== WHAT YOU NEED TO DO ==
Your answer should be the data below, reproduced with nothing changed.

== DATASET ==
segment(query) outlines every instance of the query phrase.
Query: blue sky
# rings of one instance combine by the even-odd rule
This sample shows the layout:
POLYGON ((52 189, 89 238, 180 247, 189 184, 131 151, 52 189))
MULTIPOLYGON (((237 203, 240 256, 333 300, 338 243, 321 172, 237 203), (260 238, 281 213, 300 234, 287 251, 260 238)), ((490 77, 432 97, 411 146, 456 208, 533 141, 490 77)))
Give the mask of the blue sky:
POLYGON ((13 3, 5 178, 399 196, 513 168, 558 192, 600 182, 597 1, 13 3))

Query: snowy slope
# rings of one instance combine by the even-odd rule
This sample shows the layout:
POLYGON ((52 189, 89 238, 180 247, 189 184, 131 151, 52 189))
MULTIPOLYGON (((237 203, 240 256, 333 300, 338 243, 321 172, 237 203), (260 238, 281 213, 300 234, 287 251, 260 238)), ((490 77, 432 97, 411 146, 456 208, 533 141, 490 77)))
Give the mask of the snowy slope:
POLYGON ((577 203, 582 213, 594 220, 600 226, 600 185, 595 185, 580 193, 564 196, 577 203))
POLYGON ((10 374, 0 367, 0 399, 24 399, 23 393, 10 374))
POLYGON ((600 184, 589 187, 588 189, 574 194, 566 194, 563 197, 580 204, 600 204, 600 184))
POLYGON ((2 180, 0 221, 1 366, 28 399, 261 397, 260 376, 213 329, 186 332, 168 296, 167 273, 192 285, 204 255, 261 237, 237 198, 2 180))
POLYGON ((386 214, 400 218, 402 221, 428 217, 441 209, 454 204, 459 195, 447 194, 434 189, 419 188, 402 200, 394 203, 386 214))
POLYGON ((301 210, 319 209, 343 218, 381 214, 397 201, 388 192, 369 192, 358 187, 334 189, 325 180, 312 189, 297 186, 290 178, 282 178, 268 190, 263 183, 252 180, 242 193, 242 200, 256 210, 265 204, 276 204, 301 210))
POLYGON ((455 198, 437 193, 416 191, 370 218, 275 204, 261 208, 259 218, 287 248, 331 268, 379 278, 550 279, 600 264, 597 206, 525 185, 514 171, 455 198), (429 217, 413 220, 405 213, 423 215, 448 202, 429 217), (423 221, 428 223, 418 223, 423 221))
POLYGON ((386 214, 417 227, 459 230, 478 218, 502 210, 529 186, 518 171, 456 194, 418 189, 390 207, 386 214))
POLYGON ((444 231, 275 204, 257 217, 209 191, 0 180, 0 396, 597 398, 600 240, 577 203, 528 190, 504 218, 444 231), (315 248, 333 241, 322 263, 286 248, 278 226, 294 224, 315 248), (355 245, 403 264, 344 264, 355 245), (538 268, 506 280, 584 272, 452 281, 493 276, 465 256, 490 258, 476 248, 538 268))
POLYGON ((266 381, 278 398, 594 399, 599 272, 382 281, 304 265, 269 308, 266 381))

== TASK SOLUTION ==
segment(query) outlines every instance of the query phrase.
Query: blue sky
# rings of one instance combine by the even-odd rule
This sample shows the layout:
POLYGON ((52 189, 89 238, 180 247, 189 184, 131 151, 52 189))
MULTIPOLYGON (((237 203, 240 256, 333 300, 338 243, 321 172, 237 203), (260 238, 281 213, 300 234, 287 251, 260 238)), ((490 77, 432 97, 411 146, 456 208, 533 141, 490 77)))
Give the mask of the blue sky:
POLYGON ((13 3, 5 178, 399 196, 513 168, 558 192, 600 182, 597 1, 13 3))

Query: snowy slope
# rings of one instance combine by the even-odd rule
This sample shows the layout:
POLYGON ((52 189, 89 238, 180 247, 189 184, 131 151, 52 189))
MULTIPOLYGON (((237 203, 240 256, 333 300, 338 243, 321 172, 237 203), (260 238, 281 213, 300 234, 287 251, 260 238)), ((490 77, 432 97, 411 146, 456 208, 533 141, 490 77)))
Give the mask of the snowy slope:
POLYGON ((577 203, 582 213, 594 220, 600 226, 600 185, 595 185, 580 193, 564 196, 577 203))
POLYGON ((10 374, 0 367, 0 399, 24 399, 23 393, 10 374))
POLYGON ((600 184, 589 187, 588 189, 574 194, 566 194, 563 197, 580 204, 600 204, 600 184))
POLYGON ((2 180, 0 221, 1 366, 28 399, 261 397, 260 376, 213 329, 186 332, 168 296, 167 273, 192 285, 204 255, 261 237, 237 198, 2 180))
POLYGON ((386 214, 400 218, 402 221, 428 217, 441 209, 454 204, 459 195, 447 194, 434 189, 419 188, 402 200, 394 203, 386 214))
POLYGON ((301 210, 319 209, 343 218, 381 214, 397 201, 388 192, 369 192, 358 187, 334 189, 325 180, 312 189, 297 186, 290 178, 282 178, 268 190, 263 183, 252 180, 242 193, 242 200, 256 210, 265 204, 276 204, 301 210))
POLYGON ((455 198, 437 193, 416 191, 370 218, 275 204, 261 208, 259 218, 287 248, 331 268, 379 278, 550 279, 600 264, 597 206, 525 185, 514 171, 455 198), (429 217, 413 220, 405 213, 423 215, 448 202, 429 217), (423 221, 428 223, 418 223, 423 221))
POLYGON ((386 214, 417 227, 459 230, 478 218, 502 210, 529 186, 518 171, 456 194, 418 189, 390 207, 386 214))
POLYGON ((444 231, 275 204, 257 217, 209 191, 0 180, 0 396, 597 398, 600 240, 577 203, 528 190, 504 218, 444 231), (315 248, 333 241, 322 263, 286 248, 278 226, 294 224, 315 248), (355 245, 403 264, 344 264, 355 245), (538 268, 506 280, 584 272, 452 281, 493 276, 465 256, 490 258, 476 248, 538 268))
POLYGON ((266 381, 278 398, 594 399, 599 272, 382 281, 304 265, 269 308, 266 381))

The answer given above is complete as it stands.